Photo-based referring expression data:

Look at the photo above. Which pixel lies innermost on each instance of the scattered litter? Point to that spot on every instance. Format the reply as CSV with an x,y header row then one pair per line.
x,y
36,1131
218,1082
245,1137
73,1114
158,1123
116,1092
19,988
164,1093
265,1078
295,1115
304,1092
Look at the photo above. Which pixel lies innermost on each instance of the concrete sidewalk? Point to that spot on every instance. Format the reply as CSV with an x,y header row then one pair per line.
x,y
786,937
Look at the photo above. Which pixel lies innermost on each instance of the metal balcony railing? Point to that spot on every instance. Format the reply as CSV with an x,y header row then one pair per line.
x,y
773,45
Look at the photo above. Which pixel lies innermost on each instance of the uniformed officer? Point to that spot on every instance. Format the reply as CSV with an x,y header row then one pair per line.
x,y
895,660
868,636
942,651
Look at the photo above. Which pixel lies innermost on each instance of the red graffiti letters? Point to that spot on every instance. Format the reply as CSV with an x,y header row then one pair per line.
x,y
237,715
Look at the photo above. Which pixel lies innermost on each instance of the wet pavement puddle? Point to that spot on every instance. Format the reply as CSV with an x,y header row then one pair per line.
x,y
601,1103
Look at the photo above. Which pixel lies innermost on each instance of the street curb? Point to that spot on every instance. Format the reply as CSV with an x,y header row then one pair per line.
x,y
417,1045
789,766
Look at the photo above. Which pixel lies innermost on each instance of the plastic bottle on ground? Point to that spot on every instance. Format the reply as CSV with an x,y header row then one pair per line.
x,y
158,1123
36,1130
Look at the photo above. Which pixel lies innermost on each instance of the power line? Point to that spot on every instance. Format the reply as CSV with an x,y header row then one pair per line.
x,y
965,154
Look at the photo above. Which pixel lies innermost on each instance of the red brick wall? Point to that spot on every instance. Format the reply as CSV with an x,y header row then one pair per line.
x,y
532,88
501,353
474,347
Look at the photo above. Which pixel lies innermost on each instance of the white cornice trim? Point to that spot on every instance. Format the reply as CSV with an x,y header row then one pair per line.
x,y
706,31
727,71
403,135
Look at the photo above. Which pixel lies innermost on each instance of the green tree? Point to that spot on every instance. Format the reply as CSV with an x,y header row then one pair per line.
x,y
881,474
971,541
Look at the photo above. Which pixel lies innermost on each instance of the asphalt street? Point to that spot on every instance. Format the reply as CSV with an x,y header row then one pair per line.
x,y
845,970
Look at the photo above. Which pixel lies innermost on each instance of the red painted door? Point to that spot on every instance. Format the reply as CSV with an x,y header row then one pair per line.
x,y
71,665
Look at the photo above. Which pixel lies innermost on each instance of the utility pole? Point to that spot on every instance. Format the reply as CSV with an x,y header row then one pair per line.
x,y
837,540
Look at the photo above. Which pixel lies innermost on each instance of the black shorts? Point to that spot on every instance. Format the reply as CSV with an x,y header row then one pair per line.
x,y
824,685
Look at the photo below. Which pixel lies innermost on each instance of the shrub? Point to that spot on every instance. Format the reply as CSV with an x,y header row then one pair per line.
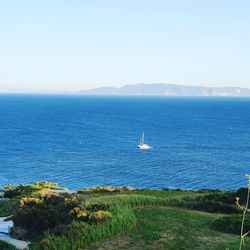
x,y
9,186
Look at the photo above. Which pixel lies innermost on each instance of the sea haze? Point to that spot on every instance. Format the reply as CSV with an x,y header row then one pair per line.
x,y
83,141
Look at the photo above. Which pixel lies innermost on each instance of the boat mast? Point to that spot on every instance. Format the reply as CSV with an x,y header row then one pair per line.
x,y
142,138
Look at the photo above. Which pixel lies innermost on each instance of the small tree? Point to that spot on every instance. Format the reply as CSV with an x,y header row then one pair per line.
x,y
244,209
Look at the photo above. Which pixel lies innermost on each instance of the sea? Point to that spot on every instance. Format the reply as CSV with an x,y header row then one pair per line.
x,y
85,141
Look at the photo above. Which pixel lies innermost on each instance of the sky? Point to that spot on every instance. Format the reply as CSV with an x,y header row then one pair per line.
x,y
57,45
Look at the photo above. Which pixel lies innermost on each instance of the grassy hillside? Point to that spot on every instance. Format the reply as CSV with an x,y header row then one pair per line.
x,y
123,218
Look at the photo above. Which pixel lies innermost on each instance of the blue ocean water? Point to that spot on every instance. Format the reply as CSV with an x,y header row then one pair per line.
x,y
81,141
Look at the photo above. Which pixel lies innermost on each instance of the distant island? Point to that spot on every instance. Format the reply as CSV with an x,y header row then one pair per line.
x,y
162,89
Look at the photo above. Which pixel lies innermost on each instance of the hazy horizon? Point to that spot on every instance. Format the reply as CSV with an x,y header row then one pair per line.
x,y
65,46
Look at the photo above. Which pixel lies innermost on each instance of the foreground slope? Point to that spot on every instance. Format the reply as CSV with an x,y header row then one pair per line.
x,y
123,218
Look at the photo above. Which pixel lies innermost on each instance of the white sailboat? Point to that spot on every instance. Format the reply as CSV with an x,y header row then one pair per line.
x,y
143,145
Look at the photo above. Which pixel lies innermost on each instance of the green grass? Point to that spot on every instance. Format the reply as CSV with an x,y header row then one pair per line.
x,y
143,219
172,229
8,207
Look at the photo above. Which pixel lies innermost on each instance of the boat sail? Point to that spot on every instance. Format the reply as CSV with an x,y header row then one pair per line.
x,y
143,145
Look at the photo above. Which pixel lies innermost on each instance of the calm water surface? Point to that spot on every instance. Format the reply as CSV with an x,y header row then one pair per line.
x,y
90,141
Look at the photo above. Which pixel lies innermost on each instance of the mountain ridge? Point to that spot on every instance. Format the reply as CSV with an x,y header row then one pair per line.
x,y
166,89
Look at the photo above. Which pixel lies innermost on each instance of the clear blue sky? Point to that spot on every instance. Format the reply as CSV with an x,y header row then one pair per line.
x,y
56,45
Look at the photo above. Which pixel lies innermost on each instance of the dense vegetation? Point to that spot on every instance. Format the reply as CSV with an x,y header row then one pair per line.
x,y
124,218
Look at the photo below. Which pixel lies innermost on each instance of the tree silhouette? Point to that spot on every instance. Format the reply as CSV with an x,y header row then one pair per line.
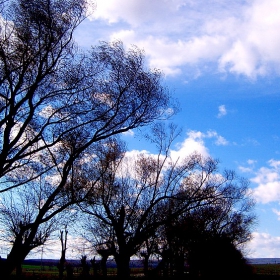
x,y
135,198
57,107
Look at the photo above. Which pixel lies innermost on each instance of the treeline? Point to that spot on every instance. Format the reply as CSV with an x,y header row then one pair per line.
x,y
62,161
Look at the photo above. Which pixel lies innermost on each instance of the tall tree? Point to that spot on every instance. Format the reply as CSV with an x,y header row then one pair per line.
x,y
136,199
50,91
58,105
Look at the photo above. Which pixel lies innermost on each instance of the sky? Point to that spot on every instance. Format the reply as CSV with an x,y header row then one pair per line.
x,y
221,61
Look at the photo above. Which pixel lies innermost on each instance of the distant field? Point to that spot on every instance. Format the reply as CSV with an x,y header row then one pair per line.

**TASK PROMPT**
Images stay out, but the rest of the data above must be repeated exactly.

**RESPONSE TO THE TASK**
Look at the photo above. Which pixel lies innermost on each instance of the scattered litter? Point to that spot on every instance. Format the reply as CSV with an x,y header row then one pair per line.
x,y
36,1131
218,1082
245,1137
73,1114
158,1123
116,1092
19,988
164,1093
265,1078
295,1115
304,1092
Look at the photo above. Which pixel lies innermost on each instance of the concrete sidewalk? Point to that spot on every instance. Format the reply as CSV with an x,y header row then one pair per line.
x,y
786,937
Look at the photo above. Which pixel lies innermost on each instance of the metal balcony railing? Point to that spot on every instance. Format the reply as CSV with an x,y header row then one pair per line.
x,y
773,45
Look at the photo above. Which pixel lies innermost on each instance of the uniformed officer? Point to that spot on every instance. Format the reply as CSV with an x,y header row then one pair per line.
x,y
895,660
868,636
942,651
Look at the photo above. Which pixel lies innermost on each instance of the red graffiti letters? Point to that spot on every instance. Format the reply as CSV with an x,y header row then one pair per line.
x,y
237,715
Look at the photo above. Which pixel lies innermost on each instance of the wet pavement puddle? Point to that spot on every instance. Format the reply as CSV with an x,y header row then one pair per line.
x,y
601,1103
Look at the photo above. Which pixel lies innermost on each instance of the street curb? Point to that spot on every instance. Format the reply as CSV with an x,y header row then one pair per line.
x,y
417,1045
789,766
Look at the photo above. Which pixel lies innermost on each instance of the plastic bottle on ground? Point to that spot on every instance. Format the reply as CSV with an x,y header row then one pair per line.
x,y
158,1123
36,1130
Look at the photo above. Which pixel lies innermost on each instance of the power line? Point to that spot on every instance. Format the reply as CSV with an x,y header row then one pair per line.
x,y
965,154
Look at the photo above. Which pixel lies innermost on each instance of the red brick wall? Point to that spot on every instance. Format the reply as CSV with an x,y header row then one pair per line.
x,y
532,88
501,353
474,347
Look at the photo above. Which pixel lies innermost on each instance of the white cornice trim? Point to that spot on every instance. Format the reply as CSV with an x,y header row then one pair per line.
x,y
706,31
727,71
403,135
Look at the photo above. Which pixel lies innermost on each instance of the green tree? Point to that spot on every instance. Format the reply as CSV with an x,y header row then one pair per line.
x,y
881,474
971,541
Look at the photo above. Which pixel lies innermost on each instance of the asphalt street? Point to that spot on every instance. Format the reply as CSV with an x,y header row then one pair per line.
x,y
845,970
Look at the photo above. Which pixel lies innermost on each instance of the red painted door? Point to that spot on every instance. Format the reply as CSV with an x,y header row then one pair per line.
x,y
71,665
Look at the photo above. Which pixel lies innermost on each instance of the utility pole? Point to that spot on every instance. Format the reply as CSV with an x,y header row then one pair per line.
x,y
837,540
Look at the photo above. Which pixel lies innermost on each instance of the black shorts? Point to that spot on every instance. Format the reply as CSV with an x,y header row then one pair per line.
x,y
824,685
Look at the photo below. Which pixel lies innermost on each instance of the shrub? Point to that spot on every instance. Format the reply as CSV with an x,y header row then one pair per line.
x,y
9,186
Look at the photo above. Which pixel lies innermost on each instance of the sea haze? Point to that spot on every instance. Format the reply as CSV with an x,y header row then one pair per line.
x,y
83,141
Look at the photo above. Which pixel lies innermost on each instance of the boat mast? Point to that spot on every instance. Format the reply as CSV with an x,y header row then one pair per line.
x,y
142,138
Look at the photo above. Which pixel lies innermost on each instance of the small tree? Point to that spot on every instance. Format the reply as CSV with an x,y header row then one pair per line.
x,y
244,209
Look at the photo above. Which pixel lies innermost on each instance of the sea? Point to that spot on every instance. Format the reply as CSV with an x,y header row then one pair per line.
x,y
85,141
Look at the photo above. Which pixel lies innermost on each instance of the sky? Point to that spot on every instance. Format the reply as CSV with an x,y header row then one pair per line.
x,y
57,45
Look at the photo above. Which pixel lies innermost on each instance of the grassy hillside? Point to that spot on every instance. Format the reply as CSV with an x,y header row then one pair per line.
x,y
123,218
Look at the photo above. Which pixel lies innermost on each instance of the blue ocean water? Point to that spot on every instance. Format the reply as CSV with an x,y header row then one pair per line.
x,y
81,141
Look at the photo above. Which pixel lies innermost on each instance of the distant island? Point to that spot on every instance. Format the reply as CSV with an x,y header row then one pair per line.
x,y
162,89
Look at the photo above. Which pixel lies innermost on each instance of the hazy horizon? Point to that spot on every instance. Format the reply as CSV with an x,y header row then one pair per line.
x,y
65,46
Look at the photo above. Which pixel lies innermost on each instance of the foreground slope? Point to that spot on every instance. Format the reply as CSV with an x,y header row then one pair per line.
x,y
123,218
Look at the photo above. Which pixel lies innermost on each instance of the white sailboat? Point to that spot on every instance. Format the reply as CSV with an x,y header row then one pair per line.
x,y
143,145
Look at the photo above. Which pixel lies innermost on each instance of the green grass? Point to that spot on every instance. Format the reply as CSV with an x,y header row then one pair per line.
x,y
143,219
172,229
8,207
Look at the photo above. Which pixel lies innermost on each instance of the boat sail? Point to that spot on every instance. Format the reply as CSV with an x,y header row then one pair per line.
x,y
143,145
Look at the photo above. Which pixel lies innermost on each instance of the calm water surface? Point to that spot on every instance. Format the reply as CSV with an x,y header row then one pair per line.
x,y
90,141
Look at the photo above. Which pixel lies innermost on each instance of the mountain ridge? Point to that spot on every instance. Format the reply as CSV with an x,y header row then one pair per line.
x,y
166,89
Look at the photo above. Which pixel lies innermost on each instance of the clear blue sky? Point to that spot on every instance. Format the reply as CSV with an x,y header row then one pair per line.
x,y
56,45
Look at the photo above. Which pixel lies innermost on each instance of the dense vegetation? Point to that spot on every instance. Format the reply as CSV with an x,y header row then one pair per line.
x,y
124,218
Look at the photo below. Which pixel lies innermost on each instance of the tree silhouette? Point to that spot on every instance. Format the reply as CSV with an x,y header row then one pair per line.
x,y
135,198
57,107
Look at the photo above. Which pixel lies innermost on each instance of the treeline? Point to that spot on every instance. Format the reply as CSV with an x,y header row then one pair per line.
x,y
62,161
Look at the photo above. Which pixel lies innermost on each instance of the tall tree? Point to that spot on every instance. Format the reply as CSV with an x,y header row then one pair per line.
x,y
136,199
50,91
58,105
Look at the photo above. Which pixel lies innermost on each instance of the sky? Point to that spot on every instance. Format the reply as CSV with an x,y header row then one pair per line.
x,y
221,61
Look at the photo above. Which pixel lies innermost on each instance of the distant field? Point to that spot on every instance. Format the reply as CSV with an x,y header row then one pair per line.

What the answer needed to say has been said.